** START Given data **

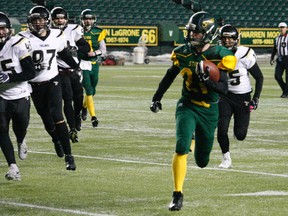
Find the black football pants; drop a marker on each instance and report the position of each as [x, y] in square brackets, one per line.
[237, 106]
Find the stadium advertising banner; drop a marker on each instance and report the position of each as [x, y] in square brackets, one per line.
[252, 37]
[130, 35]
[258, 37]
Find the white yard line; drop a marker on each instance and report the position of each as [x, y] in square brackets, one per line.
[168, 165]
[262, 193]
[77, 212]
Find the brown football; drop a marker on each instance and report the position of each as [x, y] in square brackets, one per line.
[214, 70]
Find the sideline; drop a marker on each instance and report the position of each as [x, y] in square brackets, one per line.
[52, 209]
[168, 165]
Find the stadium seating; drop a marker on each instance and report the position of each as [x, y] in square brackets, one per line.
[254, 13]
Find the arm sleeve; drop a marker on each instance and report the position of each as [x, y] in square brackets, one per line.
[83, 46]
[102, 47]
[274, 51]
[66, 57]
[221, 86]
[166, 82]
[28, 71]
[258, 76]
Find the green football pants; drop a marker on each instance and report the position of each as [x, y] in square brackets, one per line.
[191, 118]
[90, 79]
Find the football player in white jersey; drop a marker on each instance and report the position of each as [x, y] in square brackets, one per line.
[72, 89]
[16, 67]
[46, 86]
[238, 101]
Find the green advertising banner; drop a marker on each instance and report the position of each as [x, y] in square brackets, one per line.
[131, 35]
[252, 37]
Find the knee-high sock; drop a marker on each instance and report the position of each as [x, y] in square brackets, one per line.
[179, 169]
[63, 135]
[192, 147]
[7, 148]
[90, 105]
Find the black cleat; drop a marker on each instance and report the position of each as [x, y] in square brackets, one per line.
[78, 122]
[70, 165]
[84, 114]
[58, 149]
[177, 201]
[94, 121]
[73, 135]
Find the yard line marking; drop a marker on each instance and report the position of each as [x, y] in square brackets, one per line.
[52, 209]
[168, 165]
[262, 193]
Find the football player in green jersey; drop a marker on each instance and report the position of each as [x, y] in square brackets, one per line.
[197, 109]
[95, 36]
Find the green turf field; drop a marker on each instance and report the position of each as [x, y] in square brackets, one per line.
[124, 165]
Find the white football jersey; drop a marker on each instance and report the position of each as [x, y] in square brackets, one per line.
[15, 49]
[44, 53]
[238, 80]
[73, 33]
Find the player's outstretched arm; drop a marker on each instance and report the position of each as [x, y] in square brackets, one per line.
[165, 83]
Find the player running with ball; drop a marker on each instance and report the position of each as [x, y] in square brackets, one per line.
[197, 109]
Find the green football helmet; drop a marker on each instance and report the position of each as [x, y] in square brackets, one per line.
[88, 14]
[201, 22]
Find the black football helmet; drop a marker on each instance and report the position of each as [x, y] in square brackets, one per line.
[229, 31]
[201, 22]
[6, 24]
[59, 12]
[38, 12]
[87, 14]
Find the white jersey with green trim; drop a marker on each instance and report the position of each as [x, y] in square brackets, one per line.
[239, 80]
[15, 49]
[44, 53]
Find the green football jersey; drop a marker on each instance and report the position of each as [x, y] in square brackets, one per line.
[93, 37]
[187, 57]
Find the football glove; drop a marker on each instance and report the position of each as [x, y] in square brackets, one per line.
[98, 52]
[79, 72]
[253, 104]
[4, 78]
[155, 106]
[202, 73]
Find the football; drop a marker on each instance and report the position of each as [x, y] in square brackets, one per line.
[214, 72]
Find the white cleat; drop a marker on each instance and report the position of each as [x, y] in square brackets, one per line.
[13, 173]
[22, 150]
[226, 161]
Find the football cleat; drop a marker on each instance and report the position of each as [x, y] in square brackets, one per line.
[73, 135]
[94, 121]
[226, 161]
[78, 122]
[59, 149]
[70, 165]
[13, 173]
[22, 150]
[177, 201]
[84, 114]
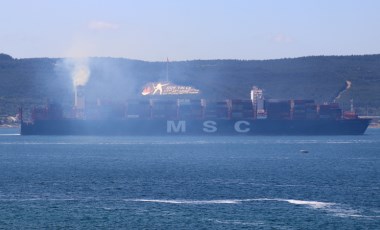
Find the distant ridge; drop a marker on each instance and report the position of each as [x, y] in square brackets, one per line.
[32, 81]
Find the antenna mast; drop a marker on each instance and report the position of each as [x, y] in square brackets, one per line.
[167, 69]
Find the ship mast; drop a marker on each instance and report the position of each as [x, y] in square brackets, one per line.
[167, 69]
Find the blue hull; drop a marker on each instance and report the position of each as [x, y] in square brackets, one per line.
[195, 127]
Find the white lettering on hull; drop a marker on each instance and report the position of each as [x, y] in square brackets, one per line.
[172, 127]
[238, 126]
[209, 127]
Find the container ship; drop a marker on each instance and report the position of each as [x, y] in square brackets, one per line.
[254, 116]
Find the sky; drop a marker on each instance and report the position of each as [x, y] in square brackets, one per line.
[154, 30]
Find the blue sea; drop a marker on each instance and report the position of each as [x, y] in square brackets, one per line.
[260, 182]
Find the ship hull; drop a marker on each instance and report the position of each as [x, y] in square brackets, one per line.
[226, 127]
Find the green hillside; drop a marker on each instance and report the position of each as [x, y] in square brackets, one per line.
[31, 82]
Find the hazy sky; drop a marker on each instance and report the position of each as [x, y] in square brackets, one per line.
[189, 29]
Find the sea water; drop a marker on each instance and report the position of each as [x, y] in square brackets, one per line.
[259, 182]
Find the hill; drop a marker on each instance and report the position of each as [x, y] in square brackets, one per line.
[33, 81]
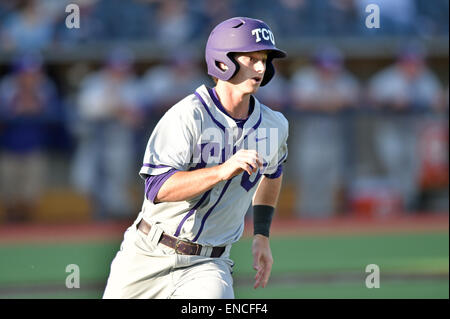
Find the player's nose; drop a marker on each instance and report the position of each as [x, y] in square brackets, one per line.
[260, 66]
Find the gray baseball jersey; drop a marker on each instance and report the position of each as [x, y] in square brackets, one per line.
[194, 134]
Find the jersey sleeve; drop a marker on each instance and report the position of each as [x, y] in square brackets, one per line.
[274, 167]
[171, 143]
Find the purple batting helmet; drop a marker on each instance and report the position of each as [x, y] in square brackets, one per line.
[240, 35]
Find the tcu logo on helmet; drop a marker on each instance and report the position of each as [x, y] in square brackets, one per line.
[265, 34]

** END Given data **

## Problem details:
Reproduce every one of the records above word for word, leaving out the pictures.

## Solution to the exercise:
Find the black football pants; drop a marker on each instance and report the position of each as [x, y] in square brackets, one per line.
[237, 106]
Find the stadium advertising banner; drop a marker on each instance and report the position of each as [x, y] in square brackets, one per line.
[252, 37]
[130, 35]
[258, 37]
Find the white yard line; drop a marker on each instance and report the position of each as [x, y] in square brackets, one per line.
[168, 165]
[262, 193]
[77, 212]
Find the brown football; drop a marker on each instance and report the position of each as [x, y] in square brackets, one per line.
[214, 70]
Find the sideline; drop a marker on each instance and report the position of each as [x, y] in square brackets, one per line.
[52, 209]
[168, 165]
Find the stadium seating; drop a marker on each instance and report the position of each as [x, y] in square brackets, one per line.
[254, 13]
Find the arm sleeve; drop a marker on each instance and report the position of each as [x, y] in square brackets, one per line.
[83, 46]
[102, 47]
[274, 51]
[66, 57]
[221, 86]
[166, 82]
[28, 71]
[258, 76]
Find the green football pants; drop a marker on each instance and report the position of each as [x, y] in square brackets, one per line.
[191, 118]
[90, 79]
Find the football player in white jersey; drop a marker on each instance and report the position of each as [x, y] in square brackets, one per line.
[72, 89]
[16, 67]
[46, 86]
[238, 101]
Find the green advertising banner; drop a marker on each instance and report the position of each as [x, y] in square brackets, one per line.
[131, 35]
[252, 37]
Find the knee-high sock; drop a marker on each instance and report the position of each as [x, y] in square brackets, one per line.
[179, 169]
[63, 135]
[192, 147]
[7, 148]
[90, 105]
Find the black cleat; drop a marker on each instance and report the position of each as [x, y] in square brackets, one per line.
[78, 122]
[70, 165]
[84, 114]
[58, 149]
[177, 201]
[94, 121]
[73, 135]
Find the yard line marking; drop a marker on each instance and report the position of each as [x, y] in square brackets, one per line.
[52, 209]
[168, 165]
[262, 193]
Find the football player in green jersey; drop a marker on each instance and report the position of each as [x, y] in square brackets, one per line.
[197, 109]
[95, 36]
Find the green turf field; drop a marker on each instance and report the position of each as [x, y] in square brackets, one per line.
[124, 165]
Find the white football jersey; drop a marker on each instance and report the position of each as [x, y] in square brackets, one per line.
[15, 49]
[44, 53]
[238, 80]
[73, 33]
Find the player's outstretched arm; drop a marker on each instance and report the position of each as [x, y] in square brackets, one per line.
[165, 83]
Find the player running with ball; drop a marker on each instance and report the position of each as [x, y] in square brackets, one per line.
[197, 109]
Find the green football helmet; drop a marker on each instance and report the position of each as [x, y] in square brackets, one per line.
[88, 14]
[201, 22]
Find the black football helmet; drop a marker on each instance and report the position of each as [x, y] in square brackets, one per line.
[229, 31]
[201, 22]
[6, 24]
[59, 12]
[38, 12]
[87, 14]
Find the white jersey with green trim; drop a marker on each instance and report the position of each as [x, y] in square brackets, one per line.
[239, 80]
[15, 49]
[44, 53]
Find the green football jersey; drop a marker on each instance and report the position of each as [x, y] in square brackets, one per line.
[93, 37]
[187, 57]
Find the football glove; drop a marker on each instance and report the position of each as [x, y] in square brackets, one per line.
[98, 52]
[79, 72]
[253, 104]
[4, 78]
[155, 106]
[202, 73]
Find the football; drop a marker on each instance and report the position of each as [x, y] in square brackets, one per line.
[214, 72]
Find the white cleat; drop a marker on each instance and report the position of each as [x, y] in square brackets, one per line.
[13, 173]
[22, 150]
[226, 161]
Find the football cleat; drop a marker on each instance and report the position of each as [x, y] in square brackets, one per line.
[73, 135]
[94, 121]
[226, 161]
[78, 122]
[59, 149]
[70, 165]
[13, 173]
[22, 150]
[177, 201]
[84, 114]
Find the distant ridge; drop a marker on each instance and report the position of each as [x, y] in square brackets, one per line.
[32, 81]
Find the antenna mast; drop a marker on each instance and report the position of each as [x, y] in square brackets, one per line.
[167, 69]
Find the ship mast; drop a marker on each instance and report the position of each as [x, y] in square brackets, one per line.
[167, 69]
Find the blue hull; drop a marker on each instance and report the position of each as [x, y] in square brackets, one per line.
[195, 127]
Find the white lettering on hull; drop a marker on each instance and report the position of each as [x, y] in square brackets, one per line.
[172, 127]
[238, 126]
[209, 127]
Find the container ship; drop a marker on each instance and report the position of each as [x, y] in square brackets, one per line.
[254, 116]
Find the sky; drop a marker on each instance and report the position of each as [x, y] in square brackets, one per line.
[154, 30]
Find the blue sea; drop a marker on each instance and report the position of each as [x, y] in square brackets, one per line.
[260, 182]
Find the ship hull; drop a marker on each instance and report the position of each as [x, y] in square brackets, one per line.
[226, 127]
Find the green hillside; drop a marker on each instance and report the position of each as [x, y] in square brackets, one per line.
[31, 82]
Find the hazy sky; drop a marker on each instance and report the position of each as [x, y] in square brackets, one per line.
[189, 29]
Find the sea water; drop a marker on each instance and report the position of each as [x, y] in square brackets, one per line.
[259, 182]
Find the hill; drop a marker on each instance and report the position of each as [x, y] in square brackets, one per line.
[33, 81]
Find the player's nose; drop a marker on each instance and report the position of each as [x, y] in square brackets, one per line.
[260, 66]
Find the gray baseball jersey; drop a marker on each instance and report the position of each as [x, y] in square brackets, one per line.
[194, 134]
Find the jersey sleeve; drop a marker on each instance and report the position of each as [x, y] in square brackets, one per line.
[274, 167]
[171, 143]
Find the purple batting helmet; drop a marker on each instance and report the position of each as [x, y] in square brackets, one per line.
[240, 35]
Find the tcu logo on helmet; drop a marker on each instance and report the position of each as [x, y] in square brackets, one per line.
[265, 34]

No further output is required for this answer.